• _WHAT THE EXERCISE ASKS_
Copy out every item below word for word, leaving out the pictures.

--- start ---

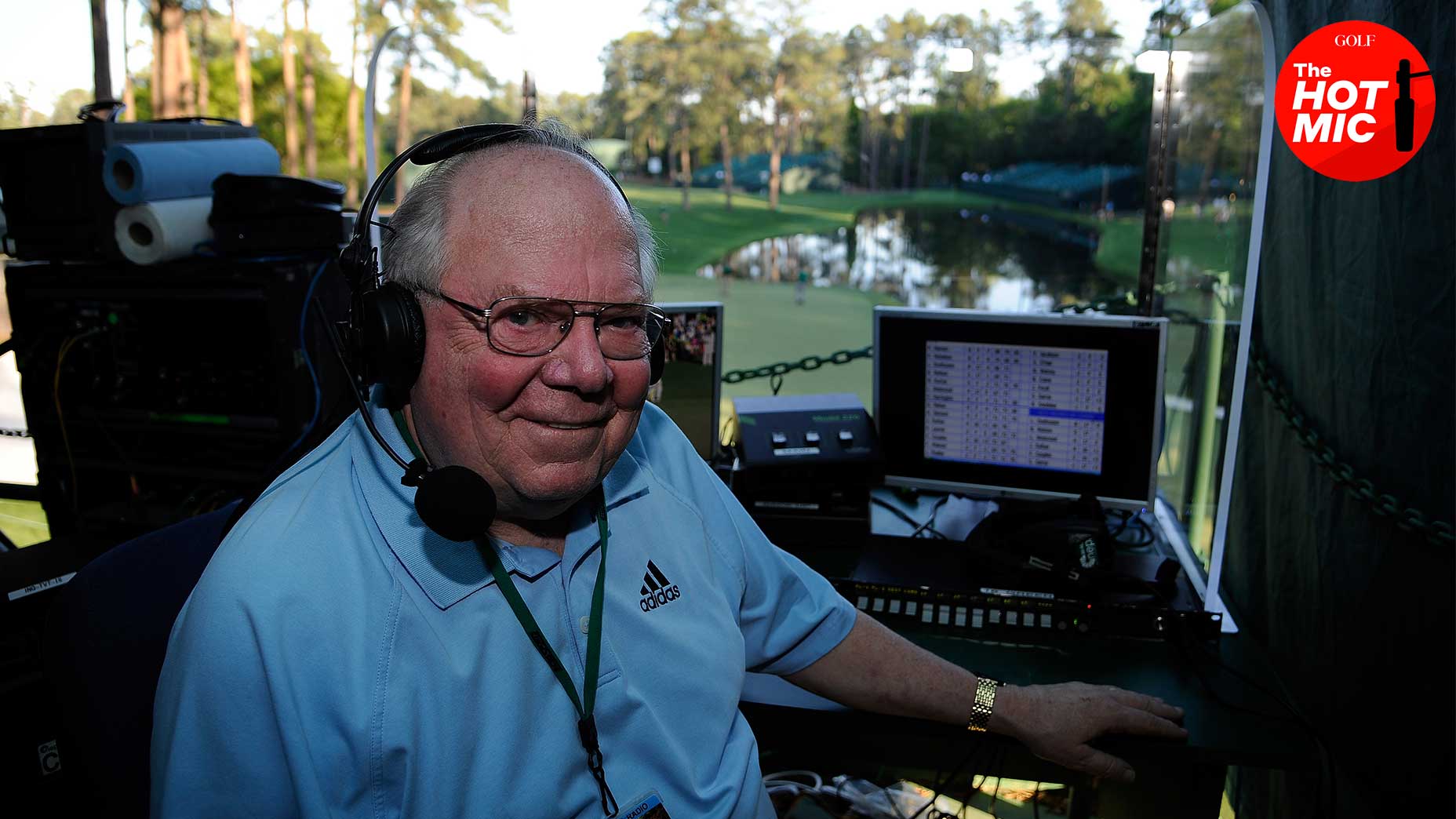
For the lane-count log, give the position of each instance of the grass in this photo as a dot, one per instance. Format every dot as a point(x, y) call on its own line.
point(707, 232)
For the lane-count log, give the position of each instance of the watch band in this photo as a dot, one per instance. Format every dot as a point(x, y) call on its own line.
point(983, 706)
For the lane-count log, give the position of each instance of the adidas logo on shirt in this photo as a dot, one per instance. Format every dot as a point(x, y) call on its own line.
point(657, 589)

--- end ---

• _SOLUTION FOR THIS TASK_
For the lane-count log, give the position of each instance of the grass in this photo as a dot, one per instance. Format every dot as a point(x, y) call on its own line.
point(707, 232)
For the lane-count log, give the position of each instance of the watch band in this photo as a dot, one per instance. Format every dot as a point(x, y) call on its own line.
point(983, 706)
For the lane-count log, give the position of each instance of the adidas logo on shirt in this photo as a dot, one per instance. Format every dot as a point(x, y) call on its own line.
point(657, 589)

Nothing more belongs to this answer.